INFORMATION GIVEN:
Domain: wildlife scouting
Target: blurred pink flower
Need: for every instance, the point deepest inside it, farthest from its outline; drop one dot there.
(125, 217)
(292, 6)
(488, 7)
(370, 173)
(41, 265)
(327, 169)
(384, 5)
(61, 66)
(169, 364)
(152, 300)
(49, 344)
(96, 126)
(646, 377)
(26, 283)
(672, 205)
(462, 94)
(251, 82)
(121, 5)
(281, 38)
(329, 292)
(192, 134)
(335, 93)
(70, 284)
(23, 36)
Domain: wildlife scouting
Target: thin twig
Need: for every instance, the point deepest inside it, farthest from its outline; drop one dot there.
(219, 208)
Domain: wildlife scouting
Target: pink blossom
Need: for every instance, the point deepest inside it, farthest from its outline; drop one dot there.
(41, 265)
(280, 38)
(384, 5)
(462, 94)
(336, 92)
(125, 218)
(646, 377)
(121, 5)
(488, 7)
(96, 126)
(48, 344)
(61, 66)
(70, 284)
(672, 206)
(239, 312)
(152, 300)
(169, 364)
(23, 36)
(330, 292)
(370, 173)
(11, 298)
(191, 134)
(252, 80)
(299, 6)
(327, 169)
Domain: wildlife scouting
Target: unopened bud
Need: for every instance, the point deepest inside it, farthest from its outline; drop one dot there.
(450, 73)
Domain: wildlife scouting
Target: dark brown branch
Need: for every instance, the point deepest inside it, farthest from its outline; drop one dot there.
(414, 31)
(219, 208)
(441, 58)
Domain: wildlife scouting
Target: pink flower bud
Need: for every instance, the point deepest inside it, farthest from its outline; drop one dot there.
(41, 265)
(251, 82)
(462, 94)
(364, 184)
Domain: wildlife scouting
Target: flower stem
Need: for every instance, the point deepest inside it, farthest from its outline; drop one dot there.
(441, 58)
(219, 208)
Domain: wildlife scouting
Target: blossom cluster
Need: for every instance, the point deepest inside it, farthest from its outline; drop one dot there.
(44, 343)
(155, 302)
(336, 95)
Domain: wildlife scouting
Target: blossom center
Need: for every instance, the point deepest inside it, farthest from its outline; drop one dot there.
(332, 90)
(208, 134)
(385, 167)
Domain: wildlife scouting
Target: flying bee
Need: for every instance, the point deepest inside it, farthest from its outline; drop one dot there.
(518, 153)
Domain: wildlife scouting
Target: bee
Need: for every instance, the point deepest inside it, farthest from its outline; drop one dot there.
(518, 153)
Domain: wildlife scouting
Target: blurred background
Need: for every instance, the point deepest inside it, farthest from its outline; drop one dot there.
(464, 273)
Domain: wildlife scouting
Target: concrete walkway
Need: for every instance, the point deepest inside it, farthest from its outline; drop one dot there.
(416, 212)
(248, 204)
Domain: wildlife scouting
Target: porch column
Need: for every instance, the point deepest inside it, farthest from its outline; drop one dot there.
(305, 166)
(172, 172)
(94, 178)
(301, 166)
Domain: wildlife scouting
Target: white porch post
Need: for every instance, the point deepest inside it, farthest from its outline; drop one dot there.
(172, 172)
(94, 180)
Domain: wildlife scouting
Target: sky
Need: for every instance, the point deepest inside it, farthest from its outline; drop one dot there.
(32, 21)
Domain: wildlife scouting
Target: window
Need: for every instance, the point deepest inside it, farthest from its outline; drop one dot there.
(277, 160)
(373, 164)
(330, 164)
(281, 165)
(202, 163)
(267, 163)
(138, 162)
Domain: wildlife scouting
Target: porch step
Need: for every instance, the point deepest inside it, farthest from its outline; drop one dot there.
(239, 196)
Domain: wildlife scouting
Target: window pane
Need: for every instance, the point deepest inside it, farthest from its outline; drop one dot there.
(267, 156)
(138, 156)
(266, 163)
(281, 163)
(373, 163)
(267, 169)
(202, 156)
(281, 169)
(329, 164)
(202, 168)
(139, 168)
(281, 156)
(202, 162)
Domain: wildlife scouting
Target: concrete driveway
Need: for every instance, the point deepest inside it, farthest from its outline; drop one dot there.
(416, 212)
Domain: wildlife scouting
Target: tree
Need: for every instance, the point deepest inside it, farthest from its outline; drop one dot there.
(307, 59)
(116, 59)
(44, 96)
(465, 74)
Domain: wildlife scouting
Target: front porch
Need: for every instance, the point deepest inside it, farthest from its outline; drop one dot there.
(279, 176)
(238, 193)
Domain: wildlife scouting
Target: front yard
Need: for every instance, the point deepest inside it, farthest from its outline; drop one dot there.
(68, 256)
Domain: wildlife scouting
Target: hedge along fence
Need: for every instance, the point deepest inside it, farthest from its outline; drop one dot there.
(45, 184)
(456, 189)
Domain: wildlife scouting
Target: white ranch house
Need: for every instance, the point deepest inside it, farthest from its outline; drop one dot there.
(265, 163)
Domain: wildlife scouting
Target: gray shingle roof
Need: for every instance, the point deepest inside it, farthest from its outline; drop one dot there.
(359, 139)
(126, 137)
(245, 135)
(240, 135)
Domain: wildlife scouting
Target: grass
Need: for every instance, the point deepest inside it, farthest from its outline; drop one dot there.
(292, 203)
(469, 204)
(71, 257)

WRITTEN INSTRUCTION: Restate the listing in full, word for word.

THE OUTPUT:
Domain: wildlife scouting
Target: blurred pink flower
Need: for every instance, the point deepest inside it, farthest from its outline; drop one dot there.
(125, 217)
(292, 6)
(488, 7)
(370, 173)
(41, 265)
(327, 169)
(384, 5)
(61, 66)
(169, 364)
(152, 300)
(49, 344)
(96, 126)
(646, 377)
(26, 283)
(672, 205)
(462, 94)
(251, 82)
(121, 5)
(281, 38)
(329, 292)
(192, 134)
(335, 93)
(70, 284)
(23, 36)
Domain: wildlife scouting
Target: thin twig
Need: for every instance, the point deepest inside it, farthest from its outline; drop one dot there.
(219, 208)
Domain: wildlife scouting
Target: pink blossom
Need: for every instance, the point deepest inside it, farthest from its outline; drop one dot there.
(41, 265)
(280, 38)
(384, 5)
(462, 94)
(336, 92)
(125, 218)
(646, 377)
(121, 5)
(488, 7)
(96, 126)
(48, 344)
(61, 66)
(70, 284)
(672, 206)
(239, 312)
(152, 300)
(169, 364)
(23, 36)
(330, 292)
(370, 173)
(11, 298)
(191, 134)
(252, 80)
(299, 6)
(327, 169)
Domain: wildlife scouting
Target: unopened bud
Need: for every instance, the point deepest inside it, farthest from its outline; drop one dot there.
(450, 73)
Domain: wildlife scouting
Target: dark brown branch
Need: for every instance, the point deepest inside it, farthest from its outline; drop one dot there.
(414, 31)
(219, 208)
(441, 58)
Domain: wildlife scouting
Target: pink flower bud
Need: for every instance, the point deepest inside it, farthest from its outline; drop one dot there.
(41, 265)
(251, 82)
(462, 94)
(364, 184)
Domain: wildlife scouting
Target: flower stem
Need: for every instance, the point deepest inside it, farthest from its outline; drop one dot there.
(441, 58)
(219, 208)
Domain: wildlife scouting
Target: blossom cluster
Need: for every instance, the point deepest inside it, farthest from its outline; drop one dot there.
(44, 343)
(155, 302)
(336, 95)
Domain: wildlife scouting
Target: blossom center
Need: for every instance, the point deepest inside it, farthest from its outline; drop one dot there.
(332, 90)
(208, 134)
(385, 167)
Domain: wildlife scouting
Target: flying bee
Need: for every instance, the point deepest inside it, farthest from its outline; drop one dot there.
(518, 153)
Domain: wildlife scouting
Target: bee
Need: for every instance, the point deepest inside it, farthest from its outline; drop one dot there.
(518, 153)
Domain: wildlife scouting
Target: blurred background
Need: for every instance, the point deepest inside it, farthest from its outline; drop one dot there.
(464, 273)
Domain: wildlife scouting
Target: concrete walkway
Need: for every instance, the point deepest inside it, farthest from its outline; drop one dot there.
(416, 212)
(248, 204)
Domain: wildlife scouting
Target: porch column
Need: for every instance, the point deepest inside it, farthest from its outline; drop one dot there.
(305, 166)
(172, 172)
(94, 178)
(301, 166)
Domain: wildlife scouting
Target: white porch post
Need: for every instance, the point deepest inside it, farthest from its outline; drop one dot there.
(172, 172)
(94, 180)
Domain: wildlife scouting
Target: sky
Need: for every instance, the point deepest inside it, farthest from its outline; drop one dot there.
(32, 21)
Domain: wildlife scouting
Target: window
Need: for every instance, the point deepest inside it, farthest from its outline; drop one dot there.
(277, 160)
(373, 164)
(330, 164)
(281, 165)
(202, 163)
(267, 163)
(138, 162)
Domain: wildlife scouting
Target: porch step
Need: for every instance, the point deepest inside it, farthest from its outline; drop one dot there.
(239, 196)
Domain: wildlife scouting
Target: window pane
Need: for every instance, the point deepest inside it, farthest from its outline; drop one dot there.
(267, 156)
(138, 156)
(266, 163)
(281, 163)
(373, 163)
(267, 169)
(202, 156)
(281, 169)
(329, 164)
(202, 168)
(139, 168)
(281, 156)
(202, 162)
Domain: wildlife scouting
Target: concrete driveway
Need: for every instance, the point deepest inside it, farthest from its outline; drop one dot there.
(416, 212)
Domain: wildlife scouting
Target: tree
Need: for every instance, the point deepest inside it, farthest from its outline; drop one dot there.
(307, 59)
(116, 59)
(44, 96)
(465, 74)
Domain: wildlife scouting
Target: front porch
Need: for every instance, the point deepest inside it, farthest from its outline; drop one dot there.
(279, 176)
(238, 193)
Domain: wildlife scouting
Target: front yard
Need: for every instance, the point deepest inside it, farthest from its outline; drop one dot there.
(68, 256)
Domain: wildlife scouting
Target: hedge along fence
Need: for every instance, the point deepest inside it, farthest from its outline; drop one dot there.
(45, 184)
(456, 189)
Domain: wildlife scouting
Target: white ranch house
Need: for every instance, the point deepest inside it, farthest from its outline; drop one dot there.
(265, 163)
Domain: wildlife scouting
Target: gray shingle roof
Need: for every instance, the point deepest inside it, farthest from its outline; drop one dot there.
(359, 139)
(126, 137)
(245, 135)
(240, 135)
Domain: wildlife scouting
Target: grass
Need: for every instance, the point deepest inside it, farthest from its outline; drop one dot there.
(292, 203)
(469, 204)
(71, 257)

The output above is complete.